DIE AUFGABE :: Geben Sie jede Zeile der Datensätze, in der die Zeichenfolge „blue“ vorkommt, unverändert zurück.

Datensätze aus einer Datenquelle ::
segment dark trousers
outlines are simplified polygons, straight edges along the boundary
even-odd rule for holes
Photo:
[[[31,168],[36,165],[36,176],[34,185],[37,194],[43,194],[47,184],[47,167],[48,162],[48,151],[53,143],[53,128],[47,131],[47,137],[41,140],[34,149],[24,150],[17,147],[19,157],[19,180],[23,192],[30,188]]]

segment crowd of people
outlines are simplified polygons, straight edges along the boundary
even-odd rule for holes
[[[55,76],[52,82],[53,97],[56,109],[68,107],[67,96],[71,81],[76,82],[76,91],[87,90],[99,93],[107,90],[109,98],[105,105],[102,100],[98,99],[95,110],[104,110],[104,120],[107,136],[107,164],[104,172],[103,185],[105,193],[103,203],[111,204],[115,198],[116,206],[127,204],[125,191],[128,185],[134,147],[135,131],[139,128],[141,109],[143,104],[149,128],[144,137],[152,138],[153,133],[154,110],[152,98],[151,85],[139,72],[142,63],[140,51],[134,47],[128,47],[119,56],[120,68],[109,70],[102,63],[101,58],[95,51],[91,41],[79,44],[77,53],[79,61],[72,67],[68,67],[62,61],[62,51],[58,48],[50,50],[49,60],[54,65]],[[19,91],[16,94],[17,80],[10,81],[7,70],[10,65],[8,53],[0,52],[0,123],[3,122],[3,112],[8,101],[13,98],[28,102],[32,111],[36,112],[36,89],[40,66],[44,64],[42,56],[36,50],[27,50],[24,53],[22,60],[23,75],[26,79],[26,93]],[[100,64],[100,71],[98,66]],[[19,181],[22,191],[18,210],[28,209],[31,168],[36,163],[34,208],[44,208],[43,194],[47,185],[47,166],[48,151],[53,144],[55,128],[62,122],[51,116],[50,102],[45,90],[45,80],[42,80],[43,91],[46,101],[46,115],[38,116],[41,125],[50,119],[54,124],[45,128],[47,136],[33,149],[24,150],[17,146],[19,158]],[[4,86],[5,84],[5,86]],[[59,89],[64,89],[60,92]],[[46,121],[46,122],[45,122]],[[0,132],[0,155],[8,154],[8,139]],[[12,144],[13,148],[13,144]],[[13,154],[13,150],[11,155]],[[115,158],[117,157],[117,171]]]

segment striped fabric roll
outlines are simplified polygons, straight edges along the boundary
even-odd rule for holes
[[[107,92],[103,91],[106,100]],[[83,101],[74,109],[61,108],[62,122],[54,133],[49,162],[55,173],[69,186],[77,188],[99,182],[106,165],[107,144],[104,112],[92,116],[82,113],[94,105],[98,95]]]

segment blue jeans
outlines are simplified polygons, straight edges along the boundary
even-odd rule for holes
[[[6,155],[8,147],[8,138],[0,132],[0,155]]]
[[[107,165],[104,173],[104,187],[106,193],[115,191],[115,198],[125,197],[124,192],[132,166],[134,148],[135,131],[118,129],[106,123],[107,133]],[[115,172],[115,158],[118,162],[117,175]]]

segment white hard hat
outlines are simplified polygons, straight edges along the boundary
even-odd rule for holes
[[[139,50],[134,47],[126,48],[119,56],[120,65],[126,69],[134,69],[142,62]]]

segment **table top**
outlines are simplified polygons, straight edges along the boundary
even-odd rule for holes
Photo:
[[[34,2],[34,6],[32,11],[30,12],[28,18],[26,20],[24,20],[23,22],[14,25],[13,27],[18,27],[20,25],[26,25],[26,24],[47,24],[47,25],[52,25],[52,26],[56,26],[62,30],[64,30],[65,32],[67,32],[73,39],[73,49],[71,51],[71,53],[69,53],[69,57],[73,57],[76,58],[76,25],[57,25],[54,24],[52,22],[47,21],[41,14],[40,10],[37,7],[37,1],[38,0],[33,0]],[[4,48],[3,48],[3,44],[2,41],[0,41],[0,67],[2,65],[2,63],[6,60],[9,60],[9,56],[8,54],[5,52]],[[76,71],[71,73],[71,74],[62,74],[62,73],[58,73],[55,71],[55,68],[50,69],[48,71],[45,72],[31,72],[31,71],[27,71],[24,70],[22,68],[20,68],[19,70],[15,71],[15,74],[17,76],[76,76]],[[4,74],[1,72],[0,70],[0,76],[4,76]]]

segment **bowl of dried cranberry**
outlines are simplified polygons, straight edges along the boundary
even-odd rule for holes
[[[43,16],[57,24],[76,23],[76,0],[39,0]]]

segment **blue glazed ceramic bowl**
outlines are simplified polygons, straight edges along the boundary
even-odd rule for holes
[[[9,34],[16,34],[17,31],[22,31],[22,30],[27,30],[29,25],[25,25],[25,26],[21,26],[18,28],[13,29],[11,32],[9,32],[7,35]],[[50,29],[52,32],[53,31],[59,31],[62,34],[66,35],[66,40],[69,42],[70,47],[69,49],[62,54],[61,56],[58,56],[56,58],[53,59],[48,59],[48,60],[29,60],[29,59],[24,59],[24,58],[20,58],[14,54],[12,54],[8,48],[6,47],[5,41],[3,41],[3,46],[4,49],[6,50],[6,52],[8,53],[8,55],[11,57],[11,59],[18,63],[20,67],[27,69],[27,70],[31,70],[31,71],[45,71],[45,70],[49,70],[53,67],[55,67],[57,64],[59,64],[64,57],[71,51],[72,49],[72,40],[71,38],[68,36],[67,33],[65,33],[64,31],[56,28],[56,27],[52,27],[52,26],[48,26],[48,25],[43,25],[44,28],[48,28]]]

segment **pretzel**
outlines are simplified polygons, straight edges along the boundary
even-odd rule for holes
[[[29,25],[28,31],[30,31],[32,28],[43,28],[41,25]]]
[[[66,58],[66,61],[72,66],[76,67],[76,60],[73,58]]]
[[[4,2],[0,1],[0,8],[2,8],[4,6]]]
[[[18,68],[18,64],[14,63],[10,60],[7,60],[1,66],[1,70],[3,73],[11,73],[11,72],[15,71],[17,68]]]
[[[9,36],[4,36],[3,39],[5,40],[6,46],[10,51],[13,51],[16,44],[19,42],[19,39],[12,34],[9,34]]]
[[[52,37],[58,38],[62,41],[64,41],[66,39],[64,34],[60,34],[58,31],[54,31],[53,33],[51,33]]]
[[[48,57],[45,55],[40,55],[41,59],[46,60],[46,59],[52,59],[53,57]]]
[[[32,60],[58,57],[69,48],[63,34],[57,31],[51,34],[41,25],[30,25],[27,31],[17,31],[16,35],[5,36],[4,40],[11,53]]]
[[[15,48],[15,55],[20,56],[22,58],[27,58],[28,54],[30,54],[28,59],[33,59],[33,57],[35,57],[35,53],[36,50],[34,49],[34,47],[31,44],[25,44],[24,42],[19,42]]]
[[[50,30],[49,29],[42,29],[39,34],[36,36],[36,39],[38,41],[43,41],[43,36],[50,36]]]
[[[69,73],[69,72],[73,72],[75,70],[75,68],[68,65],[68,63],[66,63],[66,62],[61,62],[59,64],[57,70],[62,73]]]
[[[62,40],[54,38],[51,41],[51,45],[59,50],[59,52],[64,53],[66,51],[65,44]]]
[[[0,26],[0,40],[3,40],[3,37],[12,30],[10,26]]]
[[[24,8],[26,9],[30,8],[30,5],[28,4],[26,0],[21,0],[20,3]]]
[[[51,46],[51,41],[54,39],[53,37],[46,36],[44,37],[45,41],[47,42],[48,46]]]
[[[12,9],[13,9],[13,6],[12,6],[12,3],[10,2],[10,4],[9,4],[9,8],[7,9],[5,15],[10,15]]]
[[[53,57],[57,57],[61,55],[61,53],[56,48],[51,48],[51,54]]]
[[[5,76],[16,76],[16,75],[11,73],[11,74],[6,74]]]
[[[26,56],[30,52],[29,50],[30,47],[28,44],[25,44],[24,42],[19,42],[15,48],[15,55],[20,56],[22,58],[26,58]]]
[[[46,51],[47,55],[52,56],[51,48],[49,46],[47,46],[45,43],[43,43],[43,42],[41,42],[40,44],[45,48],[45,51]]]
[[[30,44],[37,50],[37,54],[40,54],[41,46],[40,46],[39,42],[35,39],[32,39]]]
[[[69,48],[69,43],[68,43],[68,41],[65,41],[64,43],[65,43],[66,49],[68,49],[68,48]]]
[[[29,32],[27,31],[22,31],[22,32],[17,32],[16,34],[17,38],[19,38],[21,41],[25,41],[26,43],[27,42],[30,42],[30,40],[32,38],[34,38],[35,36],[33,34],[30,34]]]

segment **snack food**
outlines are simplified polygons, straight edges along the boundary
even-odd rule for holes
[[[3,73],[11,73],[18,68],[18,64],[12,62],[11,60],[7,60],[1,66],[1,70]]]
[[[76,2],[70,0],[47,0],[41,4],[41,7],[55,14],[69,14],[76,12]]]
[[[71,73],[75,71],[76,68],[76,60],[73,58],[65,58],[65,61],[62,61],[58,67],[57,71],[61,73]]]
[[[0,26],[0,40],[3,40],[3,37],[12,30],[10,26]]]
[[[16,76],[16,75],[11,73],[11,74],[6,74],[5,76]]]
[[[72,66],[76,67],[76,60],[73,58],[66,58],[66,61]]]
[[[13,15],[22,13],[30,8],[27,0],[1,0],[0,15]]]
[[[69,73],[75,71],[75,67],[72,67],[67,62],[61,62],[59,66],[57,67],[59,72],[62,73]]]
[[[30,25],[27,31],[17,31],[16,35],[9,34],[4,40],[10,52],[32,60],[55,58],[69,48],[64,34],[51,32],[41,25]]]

KORREKTE AUSGABE ::
segment blue jeans
segment **blue glazed ceramic bowl**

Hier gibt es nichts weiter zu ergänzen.